▶ [Solicitação escrita 1]
Com base no texto abaixo sobre o avanço da extrema direita, enumere as promessas com que o "agente laranja" retornou.
_____
O cenário internacional
mostra uma clara tendência global de fortalecimento de movimentos e partidos de
extrema direita. A eleição de Donald Trump marca o fortalecimento da
extrema-direita internacional. O “agente laranja” retornou prometendo
"drenar o pântano" de Washington, priorizar os “interesses americanos”,
cortar programas sociais e a adotar políticas de imigração ainda mais
restritivas, numa retórica antissistema e de austeridade econômica semelhante à
de Milei, que usa a "motosserra" como símbolo de cortes profundos,
que só ampliam e aprofundam as desigualdades sociais.
A ascensão de partidos de
extrema-direita na Europa reflete um padrão semelhante, com campanhas
eleitorais centradas em temas nacionalistas e anti-imigração.
_____
▶ [Solicitação escrita 2]
Contabilize as linhas dos registros que contêm a palavra "volleyball" e informe somente o número.

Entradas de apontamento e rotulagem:
_____
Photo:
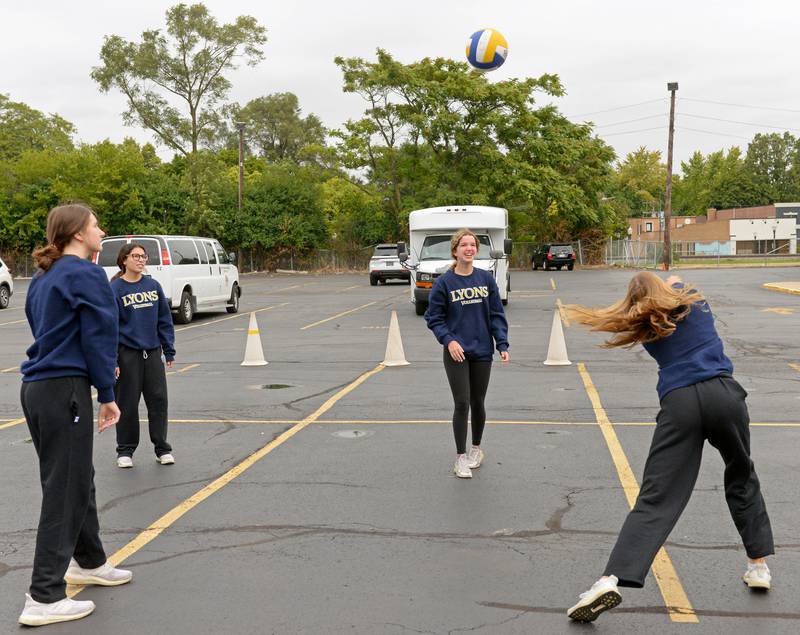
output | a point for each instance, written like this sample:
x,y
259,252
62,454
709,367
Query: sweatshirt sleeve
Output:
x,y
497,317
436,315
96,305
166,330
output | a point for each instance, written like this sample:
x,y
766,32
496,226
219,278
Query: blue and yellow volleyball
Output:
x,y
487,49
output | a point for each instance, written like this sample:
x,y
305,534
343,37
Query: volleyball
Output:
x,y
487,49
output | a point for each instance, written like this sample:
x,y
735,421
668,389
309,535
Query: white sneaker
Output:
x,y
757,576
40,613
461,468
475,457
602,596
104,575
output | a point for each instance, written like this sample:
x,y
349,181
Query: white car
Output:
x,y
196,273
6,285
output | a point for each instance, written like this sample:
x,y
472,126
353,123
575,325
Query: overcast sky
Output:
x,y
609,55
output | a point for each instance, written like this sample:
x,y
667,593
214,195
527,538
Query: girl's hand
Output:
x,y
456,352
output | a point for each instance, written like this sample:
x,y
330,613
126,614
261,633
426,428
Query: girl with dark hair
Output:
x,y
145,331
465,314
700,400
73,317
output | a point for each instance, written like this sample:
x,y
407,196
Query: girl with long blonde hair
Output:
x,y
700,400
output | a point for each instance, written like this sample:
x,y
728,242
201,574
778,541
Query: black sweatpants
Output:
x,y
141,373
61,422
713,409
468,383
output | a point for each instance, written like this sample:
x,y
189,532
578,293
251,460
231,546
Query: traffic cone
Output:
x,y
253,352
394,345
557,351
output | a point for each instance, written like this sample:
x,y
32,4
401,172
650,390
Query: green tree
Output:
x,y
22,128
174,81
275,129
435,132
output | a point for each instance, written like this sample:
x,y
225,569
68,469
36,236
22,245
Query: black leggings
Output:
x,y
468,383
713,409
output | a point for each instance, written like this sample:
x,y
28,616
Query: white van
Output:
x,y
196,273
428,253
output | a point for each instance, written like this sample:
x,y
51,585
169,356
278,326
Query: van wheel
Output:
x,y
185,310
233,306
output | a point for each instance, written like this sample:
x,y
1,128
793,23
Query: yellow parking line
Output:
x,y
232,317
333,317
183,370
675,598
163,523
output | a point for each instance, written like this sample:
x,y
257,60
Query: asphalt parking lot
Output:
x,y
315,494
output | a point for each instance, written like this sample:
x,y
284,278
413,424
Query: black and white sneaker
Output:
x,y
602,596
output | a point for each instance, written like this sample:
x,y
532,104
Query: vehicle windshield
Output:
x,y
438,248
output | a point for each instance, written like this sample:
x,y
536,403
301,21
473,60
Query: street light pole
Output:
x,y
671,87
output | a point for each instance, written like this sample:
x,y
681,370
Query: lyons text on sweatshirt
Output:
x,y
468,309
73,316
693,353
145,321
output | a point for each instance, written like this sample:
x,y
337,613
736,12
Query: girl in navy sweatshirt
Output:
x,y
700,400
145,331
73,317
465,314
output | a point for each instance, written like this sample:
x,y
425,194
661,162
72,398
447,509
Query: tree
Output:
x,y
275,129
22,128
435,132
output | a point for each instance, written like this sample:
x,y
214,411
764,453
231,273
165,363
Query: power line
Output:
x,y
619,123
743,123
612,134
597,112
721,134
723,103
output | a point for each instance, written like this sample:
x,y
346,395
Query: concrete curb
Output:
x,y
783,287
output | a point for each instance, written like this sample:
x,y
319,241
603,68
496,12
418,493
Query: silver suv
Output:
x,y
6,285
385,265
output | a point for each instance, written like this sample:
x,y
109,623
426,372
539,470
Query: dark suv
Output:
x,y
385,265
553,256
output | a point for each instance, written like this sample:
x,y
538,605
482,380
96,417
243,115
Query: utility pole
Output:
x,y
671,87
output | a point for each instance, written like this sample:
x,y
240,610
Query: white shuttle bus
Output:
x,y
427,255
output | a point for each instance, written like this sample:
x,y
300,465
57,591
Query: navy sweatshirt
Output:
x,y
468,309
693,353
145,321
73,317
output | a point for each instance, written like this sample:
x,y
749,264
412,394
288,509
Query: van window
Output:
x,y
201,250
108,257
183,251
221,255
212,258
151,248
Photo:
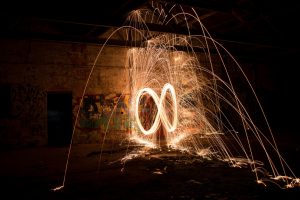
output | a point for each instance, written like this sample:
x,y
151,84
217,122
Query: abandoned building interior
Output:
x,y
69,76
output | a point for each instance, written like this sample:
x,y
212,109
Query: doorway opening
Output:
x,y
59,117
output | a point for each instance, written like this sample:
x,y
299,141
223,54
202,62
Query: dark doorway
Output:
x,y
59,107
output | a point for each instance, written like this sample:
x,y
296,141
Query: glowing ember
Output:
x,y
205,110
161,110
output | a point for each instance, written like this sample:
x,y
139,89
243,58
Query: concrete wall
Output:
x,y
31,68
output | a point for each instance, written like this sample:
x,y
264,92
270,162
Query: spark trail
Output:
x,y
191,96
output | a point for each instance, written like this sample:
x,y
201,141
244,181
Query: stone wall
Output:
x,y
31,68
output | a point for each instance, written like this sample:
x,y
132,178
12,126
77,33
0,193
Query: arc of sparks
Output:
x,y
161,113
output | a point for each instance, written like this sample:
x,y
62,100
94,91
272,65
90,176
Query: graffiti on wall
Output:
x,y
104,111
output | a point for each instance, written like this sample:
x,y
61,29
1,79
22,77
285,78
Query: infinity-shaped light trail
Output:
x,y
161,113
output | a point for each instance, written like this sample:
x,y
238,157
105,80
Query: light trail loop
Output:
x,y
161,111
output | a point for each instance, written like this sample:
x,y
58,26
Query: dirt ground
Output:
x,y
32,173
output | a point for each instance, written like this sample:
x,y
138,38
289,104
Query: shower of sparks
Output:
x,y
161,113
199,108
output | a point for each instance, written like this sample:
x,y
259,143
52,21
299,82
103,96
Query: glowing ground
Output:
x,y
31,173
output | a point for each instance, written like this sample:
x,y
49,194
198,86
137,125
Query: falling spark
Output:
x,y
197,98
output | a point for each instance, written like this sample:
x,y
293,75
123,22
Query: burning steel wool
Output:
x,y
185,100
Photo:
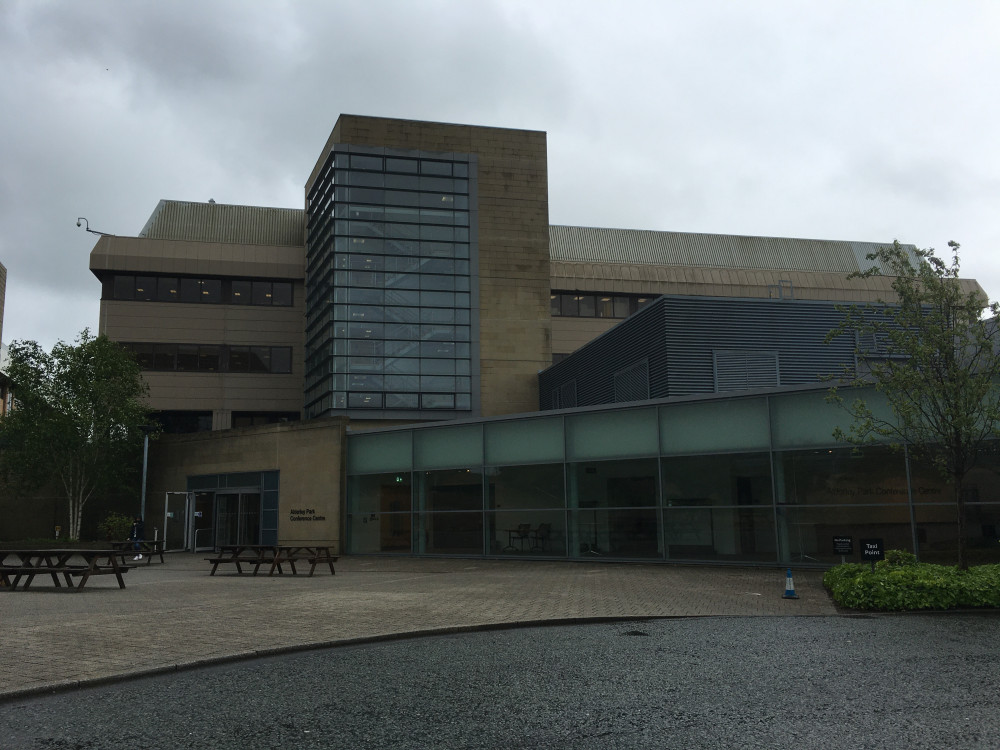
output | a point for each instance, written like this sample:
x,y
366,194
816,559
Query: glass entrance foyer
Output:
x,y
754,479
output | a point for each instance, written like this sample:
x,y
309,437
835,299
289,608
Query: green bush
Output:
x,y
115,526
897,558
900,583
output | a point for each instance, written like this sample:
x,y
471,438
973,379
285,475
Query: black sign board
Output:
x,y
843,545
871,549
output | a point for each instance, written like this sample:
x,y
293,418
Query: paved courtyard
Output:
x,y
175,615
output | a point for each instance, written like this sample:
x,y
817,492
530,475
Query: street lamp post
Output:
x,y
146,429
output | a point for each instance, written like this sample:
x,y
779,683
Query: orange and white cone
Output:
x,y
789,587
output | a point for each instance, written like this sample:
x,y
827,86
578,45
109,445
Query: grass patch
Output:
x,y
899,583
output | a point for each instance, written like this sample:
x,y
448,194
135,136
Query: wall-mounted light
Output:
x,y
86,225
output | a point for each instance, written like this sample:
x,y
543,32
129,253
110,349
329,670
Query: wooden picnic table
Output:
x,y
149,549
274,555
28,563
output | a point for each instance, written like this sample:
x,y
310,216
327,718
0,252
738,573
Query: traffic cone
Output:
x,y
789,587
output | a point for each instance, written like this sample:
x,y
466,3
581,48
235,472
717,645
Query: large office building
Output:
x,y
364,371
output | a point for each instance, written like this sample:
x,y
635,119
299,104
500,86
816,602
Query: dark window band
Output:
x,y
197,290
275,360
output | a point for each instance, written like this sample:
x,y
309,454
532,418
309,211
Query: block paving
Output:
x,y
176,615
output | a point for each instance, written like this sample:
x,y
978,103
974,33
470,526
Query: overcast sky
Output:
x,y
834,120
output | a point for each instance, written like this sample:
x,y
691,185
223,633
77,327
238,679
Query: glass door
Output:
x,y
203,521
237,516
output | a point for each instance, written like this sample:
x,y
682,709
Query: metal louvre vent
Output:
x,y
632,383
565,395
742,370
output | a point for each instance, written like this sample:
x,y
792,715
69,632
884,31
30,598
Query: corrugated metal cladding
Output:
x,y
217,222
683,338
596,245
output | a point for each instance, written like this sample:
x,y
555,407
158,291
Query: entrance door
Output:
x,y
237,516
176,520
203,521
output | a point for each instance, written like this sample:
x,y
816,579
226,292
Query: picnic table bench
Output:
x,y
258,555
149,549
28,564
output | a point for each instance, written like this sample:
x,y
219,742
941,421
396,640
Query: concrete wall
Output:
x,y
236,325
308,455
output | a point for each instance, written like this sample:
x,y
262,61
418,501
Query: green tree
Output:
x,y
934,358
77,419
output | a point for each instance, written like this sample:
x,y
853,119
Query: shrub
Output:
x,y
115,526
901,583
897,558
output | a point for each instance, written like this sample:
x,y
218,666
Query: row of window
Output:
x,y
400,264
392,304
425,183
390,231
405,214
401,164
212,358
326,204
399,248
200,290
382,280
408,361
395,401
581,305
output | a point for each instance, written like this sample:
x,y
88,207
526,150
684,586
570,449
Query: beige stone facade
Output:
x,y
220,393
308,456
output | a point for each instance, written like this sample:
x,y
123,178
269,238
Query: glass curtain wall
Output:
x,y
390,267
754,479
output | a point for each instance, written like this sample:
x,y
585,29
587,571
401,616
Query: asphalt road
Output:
_____
▶ [Resposta 1]
- "Drenar o pântano" de Washington
- Priorizar os "interesses americanos"
- Cortar programas sociais
- Adotar políticas de imigração ainda mais restritivas

▶ [Resposta 2]
2